==== SELECTION

The Short Measure of Adult Playfulness (SMAP; Proyer RT: Development and initial assessment of a short measure for adult playfulness: The SMAP, submitted) is a five-item questionnaire for the assessment of playfulness in adults. It was developed for providing a global, cognitive self-description of playfulness. A sample item is "I am a playful person." All items are positively keyed and answers are given on a 4-point answer format (from 1 = "strongly disagree" to 4 = "strongly agree"). High scores in the SMAP indicate an easy onset and high intensity of playful experiences along with the frequent display of playful activities. Proyer reports best fit for a one-dimensional solution of the data (in exploratory and confirmatory factor analyses) and high internal consistencies (≥ .80 in different samples). Furthermore, he found correlations in the expected direction and range with the need for play scale of the Personality Research Form (Jackson, 1984), Glynn and Webster's (1992), (1993) Adult Playfulness Scale, and a total score out of a list of adjectives set together based on Barnett's (2007) study, which was interpreted as support for its convergent validity. Support for the divergent validity of the instrument was found in negative relations with the seriousness scale out of the State-Trait-Cheerfulness Inventory (Ruch et al. 1996). Additionally, high and low scorers in the SMAP differed in the expected way in ratings for approval and disapproval of high and low complexity in workplaces and pieces of art. The alpha-coefficient in this sample was .86.

The Values in Action Inventory of Strengths (VIA-IS; Peterson et al. 2005; in the German adaptation by Ruch et al. 2010) consists of 240 items for the subjective assessment of 24 character strengths of Peterson and Seligman's (2004) VIA classification (10 items per strength). It uses a 5-point Likert-style format (from "very much like me" through "very much unlike me"). A sample item is "I never quit a task before it is done" (persistence). Ruch et al. (2010) reported good internal consistencies (median = .77), stabilities (the median test-retest correlation across nine months was .73), and provide information on the factorial as well as convergent validity of the German form, which has already been used in several studies (e.g., Peterson et al. 2007; Proyer and Ruch 2009; Ruch et al. 2010). The alpha-coefficients in this sample ranged from .71 (honesty) to .92 (religiousness; median = .78).

Design

Participants completed all questionnaires in an online study. This was advertised by means of leaflets handed out at public transport stations, via mailing lists, and it was posted in several online forums. Participants were not paid for their services but received a feedback on their individual strengths profile (VIA-IS) after completion of the study.

========
==== ROWS

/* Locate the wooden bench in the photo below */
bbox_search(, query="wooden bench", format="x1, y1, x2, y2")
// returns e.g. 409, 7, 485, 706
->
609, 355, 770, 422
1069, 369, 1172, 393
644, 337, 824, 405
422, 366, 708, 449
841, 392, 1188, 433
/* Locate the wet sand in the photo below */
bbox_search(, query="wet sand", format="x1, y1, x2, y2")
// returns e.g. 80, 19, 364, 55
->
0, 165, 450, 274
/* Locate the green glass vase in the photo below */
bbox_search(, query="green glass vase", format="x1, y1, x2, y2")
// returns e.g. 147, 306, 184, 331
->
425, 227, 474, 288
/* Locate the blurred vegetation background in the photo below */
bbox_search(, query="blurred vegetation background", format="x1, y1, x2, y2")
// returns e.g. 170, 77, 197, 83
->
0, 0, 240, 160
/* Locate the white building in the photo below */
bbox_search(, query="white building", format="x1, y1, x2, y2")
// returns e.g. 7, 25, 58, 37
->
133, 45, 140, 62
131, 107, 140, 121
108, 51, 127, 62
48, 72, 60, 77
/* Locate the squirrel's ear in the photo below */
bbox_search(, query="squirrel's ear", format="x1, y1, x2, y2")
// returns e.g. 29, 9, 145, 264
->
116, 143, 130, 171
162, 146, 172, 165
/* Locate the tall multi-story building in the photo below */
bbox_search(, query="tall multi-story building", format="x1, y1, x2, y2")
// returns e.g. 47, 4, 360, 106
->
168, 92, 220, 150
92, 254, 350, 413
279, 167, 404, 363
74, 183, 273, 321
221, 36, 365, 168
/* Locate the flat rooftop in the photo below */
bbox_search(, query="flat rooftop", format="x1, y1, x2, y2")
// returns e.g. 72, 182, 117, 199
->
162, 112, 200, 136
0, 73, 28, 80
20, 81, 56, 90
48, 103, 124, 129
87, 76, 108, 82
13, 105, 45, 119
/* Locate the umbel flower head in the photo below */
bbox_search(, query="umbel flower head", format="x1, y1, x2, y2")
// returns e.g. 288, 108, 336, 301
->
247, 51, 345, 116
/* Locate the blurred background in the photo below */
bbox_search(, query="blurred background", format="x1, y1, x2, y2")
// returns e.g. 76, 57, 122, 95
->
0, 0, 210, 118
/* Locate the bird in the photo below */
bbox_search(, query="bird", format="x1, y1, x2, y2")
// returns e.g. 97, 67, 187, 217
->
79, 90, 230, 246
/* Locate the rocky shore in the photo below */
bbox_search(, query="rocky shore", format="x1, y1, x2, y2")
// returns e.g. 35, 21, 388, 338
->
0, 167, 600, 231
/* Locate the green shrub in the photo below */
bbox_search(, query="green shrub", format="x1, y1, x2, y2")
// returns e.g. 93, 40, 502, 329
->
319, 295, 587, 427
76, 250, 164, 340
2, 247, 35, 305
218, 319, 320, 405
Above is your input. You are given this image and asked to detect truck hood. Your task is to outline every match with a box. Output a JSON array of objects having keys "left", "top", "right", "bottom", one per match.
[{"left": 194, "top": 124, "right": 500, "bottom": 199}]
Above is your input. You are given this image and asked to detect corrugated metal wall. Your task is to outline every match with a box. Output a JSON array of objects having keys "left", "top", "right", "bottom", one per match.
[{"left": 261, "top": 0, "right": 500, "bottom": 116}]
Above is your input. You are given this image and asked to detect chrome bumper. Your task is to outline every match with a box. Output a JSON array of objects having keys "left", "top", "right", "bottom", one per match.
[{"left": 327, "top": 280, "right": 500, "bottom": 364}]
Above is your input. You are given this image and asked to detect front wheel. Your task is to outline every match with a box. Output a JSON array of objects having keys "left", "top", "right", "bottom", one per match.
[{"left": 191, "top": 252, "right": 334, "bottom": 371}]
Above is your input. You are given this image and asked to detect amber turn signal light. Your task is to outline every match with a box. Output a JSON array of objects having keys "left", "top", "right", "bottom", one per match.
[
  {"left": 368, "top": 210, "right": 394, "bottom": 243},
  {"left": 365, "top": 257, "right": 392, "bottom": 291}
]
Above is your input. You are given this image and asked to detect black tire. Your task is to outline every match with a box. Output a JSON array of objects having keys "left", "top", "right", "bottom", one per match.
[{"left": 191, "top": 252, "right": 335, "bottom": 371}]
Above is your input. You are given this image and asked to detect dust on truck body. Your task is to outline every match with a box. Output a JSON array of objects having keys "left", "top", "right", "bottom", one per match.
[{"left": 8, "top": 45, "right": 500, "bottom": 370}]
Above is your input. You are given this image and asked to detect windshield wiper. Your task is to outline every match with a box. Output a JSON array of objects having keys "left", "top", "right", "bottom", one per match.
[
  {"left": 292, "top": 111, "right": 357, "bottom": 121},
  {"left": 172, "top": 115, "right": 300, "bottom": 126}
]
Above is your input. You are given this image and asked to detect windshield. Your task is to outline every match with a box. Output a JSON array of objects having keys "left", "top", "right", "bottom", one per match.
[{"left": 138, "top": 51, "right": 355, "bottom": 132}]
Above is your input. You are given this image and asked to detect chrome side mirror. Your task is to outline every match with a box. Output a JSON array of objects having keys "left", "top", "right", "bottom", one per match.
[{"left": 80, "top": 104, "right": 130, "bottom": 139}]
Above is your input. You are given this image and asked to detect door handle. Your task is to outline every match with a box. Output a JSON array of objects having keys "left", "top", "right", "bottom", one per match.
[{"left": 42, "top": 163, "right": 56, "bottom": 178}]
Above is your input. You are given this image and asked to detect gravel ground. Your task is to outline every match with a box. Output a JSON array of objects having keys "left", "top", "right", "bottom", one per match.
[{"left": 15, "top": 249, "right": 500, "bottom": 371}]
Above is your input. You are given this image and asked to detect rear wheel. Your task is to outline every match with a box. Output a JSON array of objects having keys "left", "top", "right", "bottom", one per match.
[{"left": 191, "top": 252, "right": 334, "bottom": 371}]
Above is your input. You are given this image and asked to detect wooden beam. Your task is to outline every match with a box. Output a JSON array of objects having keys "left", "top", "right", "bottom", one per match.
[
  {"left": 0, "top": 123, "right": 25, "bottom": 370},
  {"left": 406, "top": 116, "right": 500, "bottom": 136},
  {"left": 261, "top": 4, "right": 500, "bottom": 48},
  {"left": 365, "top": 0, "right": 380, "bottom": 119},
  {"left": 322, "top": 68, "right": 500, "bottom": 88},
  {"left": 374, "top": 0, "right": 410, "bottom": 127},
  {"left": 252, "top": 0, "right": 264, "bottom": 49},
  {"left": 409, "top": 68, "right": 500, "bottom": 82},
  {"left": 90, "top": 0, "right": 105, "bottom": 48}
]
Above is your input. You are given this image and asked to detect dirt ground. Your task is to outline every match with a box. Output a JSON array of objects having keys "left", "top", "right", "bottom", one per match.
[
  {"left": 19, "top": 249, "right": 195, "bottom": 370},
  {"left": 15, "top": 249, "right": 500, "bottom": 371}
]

========

Rewrite the study methods text from "Participants completed all" to "of the study.", putting "flyers" in place of "leaflets".

RESULT FOR THIS EXERCISE:
Participants completed all questionnaires in an online study. This was advertised by means of flyers handed out at public transport stations, via mailing lists, and it was posted in several online forums. Participants were not paid for their services but received a feedback on their individual strengths profile (VIA-IS) after completion of the study.